_WORK TO COMPLETE_. Each line of the data below goes into the copy exactly; pictures do not.

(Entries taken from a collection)
::::::::::

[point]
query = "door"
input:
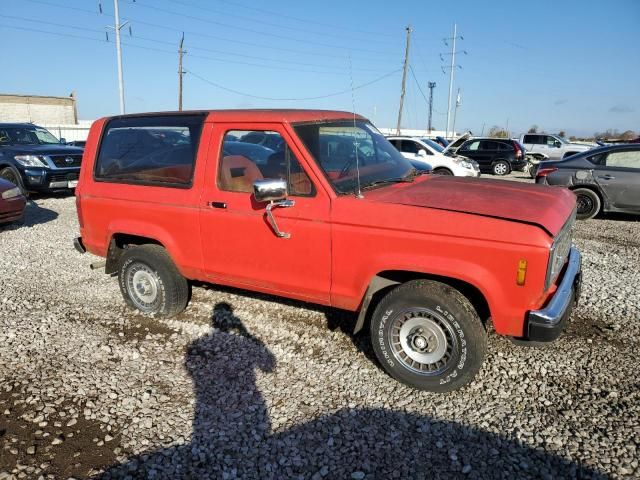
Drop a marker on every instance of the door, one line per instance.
(619, 177)
(240, 246)
(471, 149)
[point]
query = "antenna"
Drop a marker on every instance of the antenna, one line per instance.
(404, 78)
(452, 67)
(117, 27)
(181, 72)
(355, 142)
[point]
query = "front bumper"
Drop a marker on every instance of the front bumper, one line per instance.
(12, 209)
(49, 180)
(547, 324)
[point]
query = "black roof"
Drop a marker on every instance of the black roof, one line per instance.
(17, 125)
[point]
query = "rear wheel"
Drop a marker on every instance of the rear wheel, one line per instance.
(587, 203)
(150, 282)
(501, 168)
(11, 175)
(428, 335)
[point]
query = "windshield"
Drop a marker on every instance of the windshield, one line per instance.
(26, 136)
(436, 146)
(338, 146)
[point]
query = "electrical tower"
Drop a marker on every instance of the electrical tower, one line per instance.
(452, 68)
(404, 78)
(431, 85)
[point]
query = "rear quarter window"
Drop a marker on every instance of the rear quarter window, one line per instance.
(150, 150)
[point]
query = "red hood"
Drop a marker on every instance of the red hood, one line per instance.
(548, 207)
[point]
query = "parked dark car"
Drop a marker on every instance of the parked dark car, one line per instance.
(12, 202)
(33, 159)
(495, 155)
(605, 179)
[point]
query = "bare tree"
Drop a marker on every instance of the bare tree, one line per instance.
(498, 132)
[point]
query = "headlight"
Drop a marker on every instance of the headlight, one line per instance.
(11, 193)
(30, 161)
(559, 251)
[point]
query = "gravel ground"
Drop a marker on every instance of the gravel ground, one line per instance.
(249, 386)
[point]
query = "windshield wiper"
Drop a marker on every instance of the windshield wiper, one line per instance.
(406, 179)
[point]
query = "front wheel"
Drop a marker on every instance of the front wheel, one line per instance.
(150, 282)
(428, 335)
(587, 203)
(501, 168)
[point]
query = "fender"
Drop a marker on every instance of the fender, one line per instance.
(188, 263)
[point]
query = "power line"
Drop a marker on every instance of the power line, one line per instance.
(319, 97)
(261, 21)
(258, 32)
(201, 34)
(148, 39)
(299, 19)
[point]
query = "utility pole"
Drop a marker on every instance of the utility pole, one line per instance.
(117, 27)
(431, 85)
(452, 68)
(404, 78)
(455, 112)
(181, 72)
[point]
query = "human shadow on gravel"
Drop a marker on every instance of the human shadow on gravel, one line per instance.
(232, 435)
(33, 215)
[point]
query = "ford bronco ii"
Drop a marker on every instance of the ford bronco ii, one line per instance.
(328, 212)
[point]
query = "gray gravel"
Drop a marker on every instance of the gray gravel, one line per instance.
(249, 386)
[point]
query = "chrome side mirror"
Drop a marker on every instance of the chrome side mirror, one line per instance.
(275, 192)
(270, 190)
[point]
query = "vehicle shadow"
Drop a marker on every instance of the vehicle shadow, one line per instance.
(233, 437)
(33, 215)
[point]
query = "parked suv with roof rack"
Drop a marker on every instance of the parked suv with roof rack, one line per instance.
(427, 151)
(34, 160)
(496, 155)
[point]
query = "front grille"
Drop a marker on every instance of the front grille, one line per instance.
(62, 161)
(63, 177)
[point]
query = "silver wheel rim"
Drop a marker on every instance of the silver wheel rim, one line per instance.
(585, 204)
(422, 341)
(500, 169)
(143, 286)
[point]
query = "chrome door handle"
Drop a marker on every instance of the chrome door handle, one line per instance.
(272, 220)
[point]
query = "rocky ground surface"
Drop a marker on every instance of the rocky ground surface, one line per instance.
(249, 386)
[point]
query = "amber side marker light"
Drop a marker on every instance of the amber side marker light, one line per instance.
(522, 272)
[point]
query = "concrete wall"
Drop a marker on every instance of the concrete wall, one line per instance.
(37, 109)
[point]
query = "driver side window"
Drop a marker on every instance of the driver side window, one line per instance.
(248, 156)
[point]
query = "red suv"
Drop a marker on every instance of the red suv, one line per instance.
(328, 212)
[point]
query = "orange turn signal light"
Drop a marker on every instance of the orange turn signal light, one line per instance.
(522, 272)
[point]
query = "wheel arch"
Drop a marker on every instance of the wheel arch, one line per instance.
(604, 204)
(119, 242)
(387, 280)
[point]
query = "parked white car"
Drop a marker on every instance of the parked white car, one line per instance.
(428, 151)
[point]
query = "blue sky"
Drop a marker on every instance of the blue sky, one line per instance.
(571, 65)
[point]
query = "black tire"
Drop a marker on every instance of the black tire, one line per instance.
(12, 175)
(409, 324)
(150, 282)
(588, 203)
(501, 167)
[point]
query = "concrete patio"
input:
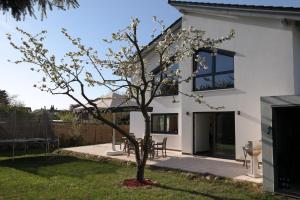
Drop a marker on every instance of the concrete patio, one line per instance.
(175, 160)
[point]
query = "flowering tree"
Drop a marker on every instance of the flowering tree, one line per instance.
(83, 68)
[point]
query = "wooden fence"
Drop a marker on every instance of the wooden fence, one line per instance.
(84, 133)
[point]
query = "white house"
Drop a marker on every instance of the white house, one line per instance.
(263, 60)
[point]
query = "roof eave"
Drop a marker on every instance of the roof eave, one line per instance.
(247, 12)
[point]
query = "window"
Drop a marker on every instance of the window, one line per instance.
(164, 123)
(170, 88)
(218, 73)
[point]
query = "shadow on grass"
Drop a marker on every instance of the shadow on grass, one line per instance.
(49, 166)
(193, 192)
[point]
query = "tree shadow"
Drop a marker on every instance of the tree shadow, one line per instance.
(56, 165)
(193, 192)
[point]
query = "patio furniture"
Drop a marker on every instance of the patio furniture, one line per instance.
(161, 146)
(245, 161)
(254, 150)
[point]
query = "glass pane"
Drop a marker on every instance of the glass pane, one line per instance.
(207, 68)
(172, 123)
(224, 80)
(168, 88)
(203, 83)
(224, 63)
(158, 123)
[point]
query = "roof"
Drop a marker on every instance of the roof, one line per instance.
(238, 9)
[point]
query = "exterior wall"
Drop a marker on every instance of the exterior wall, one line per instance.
(263, 67)
(266, 64)
(267, 138)
(160, 105)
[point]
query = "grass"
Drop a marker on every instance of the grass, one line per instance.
(67, 177)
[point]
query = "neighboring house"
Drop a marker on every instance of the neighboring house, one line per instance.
(261, 61)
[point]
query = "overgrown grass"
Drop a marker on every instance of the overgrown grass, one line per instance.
(67, 177)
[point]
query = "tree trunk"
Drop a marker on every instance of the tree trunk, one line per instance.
(141, 163)
(140, 171)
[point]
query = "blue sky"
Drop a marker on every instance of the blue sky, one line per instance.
(92, 21)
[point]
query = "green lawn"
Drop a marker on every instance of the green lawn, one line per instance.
(66, 177)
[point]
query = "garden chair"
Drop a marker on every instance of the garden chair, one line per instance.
(161, 146)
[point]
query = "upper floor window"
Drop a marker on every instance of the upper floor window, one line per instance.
(171, 86)
(218, 73)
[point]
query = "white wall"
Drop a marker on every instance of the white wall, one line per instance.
(263, 67)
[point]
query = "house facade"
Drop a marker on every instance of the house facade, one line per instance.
(262, 60)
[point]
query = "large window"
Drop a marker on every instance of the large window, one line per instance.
(164, 123)
(218, 72)
(169, 88)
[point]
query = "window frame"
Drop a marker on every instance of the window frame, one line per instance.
(213, 73)
(165, 124)
(159, 70)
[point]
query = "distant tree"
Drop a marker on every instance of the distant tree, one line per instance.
(82, 68)
(4, 98)
(20, 8)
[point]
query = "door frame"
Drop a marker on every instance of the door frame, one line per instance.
(274, 139)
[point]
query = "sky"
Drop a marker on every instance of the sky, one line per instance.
(92, 21)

::::::::::

_RESPONSE AREA_.
[point]
query = "door"
input:
Drop a marker on every instance of the door, one line per instance.
(619, 177)
(240, 246)
(471, 149)
[point]
query = "antenna"
Drop a marker on every instance of the antenna, one line per instance.
(404, 78)
(452, 67)
(117, 27)
(181, 72)
(355, 142)
[point]
query = "front bumper"
Drop a marker on every instance of the front bumper, one line per instance.
(12, 209)
(49, 180)
(547, 324)
[point]
query = "black roof"
Drop a marker on every instance of the black roof, one line per instance.
(17, 125)
[point]
query = "rear wheel"
Drop a marker on every instance of the rear wheel, one line per instance.
(587, 203)
(150, 282)
(501, 168)
(11, 175)
(428, 335)
[point]
query = "windshield"
Drop a marker on every instance of the windshield, one line per instance.
(26, 136)
(436, 146)
(338, 146)
[point]
query = "electrical tower"
Drop a marker on every instance of the electrical tower, one line per instance.
(452, 68)
(404, 78)
(431, 85)
[point]
query = "rear quarter window"
Drop a marker on every instance of the rear quarter window, one line per instance.
(150, 150)
[point]
query = "red hood"
Drop a marker on every instance of the red hood, one line per instance.
(548, 207)
[point]
query = "parked dark car"
Drop a marker on every instance of the parked dark car, one line per instance.
(12, 202)
(33, 159)
(495, 155)
(605, 179)
[point]
query = "bare tree"
Drop a marker on every instance of the bare tree, one line per instance.
(498, 132)
[point]
query = "headlight"
Drop a marker on every instance of the headlight, one line per instance.
(11, 193)
(30, 161)
(559, 251)
[point]
query = "gravel ground"
Drop a marker on every instance of the gravel ground, one line per instance.
(249, 386)
[point]
query = "windshield wiper"
Drop a marker on every instance of the windshield wiper, one line per instance.
(406, 179)
[point]
query = "front wheel"
Drop a marker on every instance of the front wheel, one line per instance.
(150, 282)
(428, 335)
(587, 203)
(501, 168)
[point]
query = "fender"
Drop a marker on every instance of the fender, one line per instance.
(188, 263)
[point]
query = "power line"
Drop a marker on every instance of the power line, one line per instance.
(319, 97)
(261, 21)
(258, 32)
(201, 34)
(148, 39)
(299, 19)
[point]
query = "utility pole"
Drop a marker on every instance of the utility pole, one line per instance.
(117, 27)
(431, 85)
(452, 68)
(404, 78)
(455, 112)
(181, 72)
[point]
query = "human shadow on gravel"
Drop a marker on every instance of the human shadow on gravel, one line per instance.
(232, 435)
(33, 215)
[point]
query = "ford bronco ii"
Drop a marker on every instance of the ford bronco ii, one line per instance.
(328, 212)
[point]
query = "gray gravel"
Drop a marker on every instance of the gray gravel, one line per instance.
(249, 386)
[point]
query = "chrome side mirror"
Drop a marker on every instance of the chrome side mirror, one line per instance.
(275, 192)
(270, 190)
[point]
query = "vehicle shadow"
Drop a marker on every instance of the vehicle shadow, one line per instance.
(233, 437)
(33, 215)
[point]
query = "parked suv with roof rack"
Drop a marker on every instance of the parked suv with roof rack, one line per instance.
(427, 151)
(34, 160)
(496, 155)
[point]
query = "front grille"
Drop a marker on every instance of the front grille, one line per instance.
(62, 161)
(63, 177)
[point]
query = "silver wheel rim"
Drop a marker on every instance of the silver wheel rim, one line per instance.
(585, 204)
(422, 341)
(500, 169)
(143, 286)
[point]
query = "chrome door handle"
Drop a marker on every instance of the chrome door handle, one line per instance.
(272, 220)
[point]
query = "rocky ground surface"
Drop a marker on every instance of the rocky ground surface, one line per instance.
(249, 386)
[point]
query = "amber side marker light"
Drop a marker on every instance of the amber side marker light, one line per instance.
(522, 272)
[point]
query = "concrete wall"
Drop a marker on every instance of the concrete wall, one line per instance.
(37, 109)
[point]
query = "driver side window"
Drop a marker on every instance of the driver side window, one line per instance.
(248, 156)
[point]
query = "red suv"
Drop a marker on every instance of the red suv, one line per instance.
(328, 212)
[point]
query = "orange turn signal light"
Drop a marker on every instance of the orange turn signal light, one line per instance.
(522, 272)
[point]
query = "wheel arch"
Drop a marker on every instance of the wheel arch, one line per instance.
(604, 204)
(119, 242)
(387, 280)
[point]
query = "parked white car"
Drop a marker on every instance of the parked white car, one line per instance.
(428, 151)
[point]
query = "blue sky"
Drop a marker on every instance of the blue sky, one line per instance.
(571, 65)
[point]
query = "black tire"
Drop a marker on every instance of the black tire, one line per instance.
(12, 175)
(409, 324)
(150, 282)
(588, 203)
(501, 167)
[point]
query = "concrete patio"
input:
Drop a marker on every instance of the concrete patio, one line per instance.
(175, 160)
[point]
query = "flowering tree"
Drop a marker on every instance of the flowering tree, one line per instance.
(83, 68)
[point]
query = "wooden fence"
Drop a marker on every instance of the wooden fence, one line per instance.
(84, 133)
[point]
query = "white house"
Drop a marker on every instance of the white house, one line per instance.
(263, 60)
[point]
query = "roof eave"
Drop a marker on every instance of the roof eave, one line per instance.
(247, 12)
[point]
query = "window"
Drop a marker on every instance of the window, one line per instance.
(164, 123)
(170, 88)
(218, 73)
[point]
query = "shadow on grass"
Drop a marker on every instance of the shadow on grass, one line per instance.
(49, 166)
(193, 192)
[point]
query = "tree shadow"
Drop a marker on every instance of the tree shadow, one line per instance.
(56, 165)
(193, 192)
[point]
query = "patio furniture"
Drop a marker on every instance of the patio furniture, one line per instance.
(161, 146)
(245, 161)
(254, 150)
[point]
query = "glass pane"
Drop a marker on every instance of the glass pane, one line per instance.
(207, 68)
(172, 123)
(224, 80)
(168, 88)
(203, 83)
(224, 63)
(158, 123)
[point]
query = "roof"
Drop a marker on every instance of the roof, one line per instance.
(238, 9)
[point]
query = "exterior wall"
Drop a marker on every instance of the exterior wall, one line per instance.
(263, 67)
(266, 64)
(267, 138)
(160, 105)
[point]
query = "grass"
Drop a marker on every instance of the grass, one line per instance.
(67, 177)
[point]
query = "neighboring house"
Drop a marker on every instance of the neighboring house, one line per instance.
(261, 61)
[point]
query = "overgrown grass"
Drop a marker on every instance of the overgrown grass, one line per instance.
(67, 177)
[point]
query = "tree trunk"
Drop a marker on every instance of the tree trunk, one line per instance.
(141, 163)
(140, 171)
[point]
query = "blue sky"
Drop a marker on every instance of the blue sky, one line per instance.
(92, 21)
[point]
query = "green lawn"
Drop a marker on every instance of the green lawn, one line per instance.
(66, 177)
[point]
query = "garden chair"
Drop a marker on every instance of the garden chair, one line per instance.
(161, 146)
[point]
query = "upper floor window"
Drop a marker on every instance of the upper floor window, one line per instance.
(171, 86)
(218, 73)
[point]
query = "white wall"
Drop a marker on every instance of the white wall, one line per instance.
(263, 67)
[point]
query = "house facade"
Drop a marker on every instance of the house facade, one line per instance.
(262, 60)
[point]
query = "large window"
Drop a marker on every instance of the large window, one line per instance.
(164, 123)
(218, 72)
(169, 88)
[point]
query = "window frame"
Drop a marker on every instance of the window frame, one line per instance.
(213, 73)
(165, 124)
(159, 70)
[point]
query = "distant tree"
Drop a marker on every instance of the distant tree, one line per instance.
(82, 68)
(4, 98)
(20, 8)
[point]
query = "door frame"
Drop a marker on every instance of the door frame, one line per instance.
(274, 139)
[point]
query = "sky"
Drop a marker on every instance of the sky, one line per instance.
(92, 21)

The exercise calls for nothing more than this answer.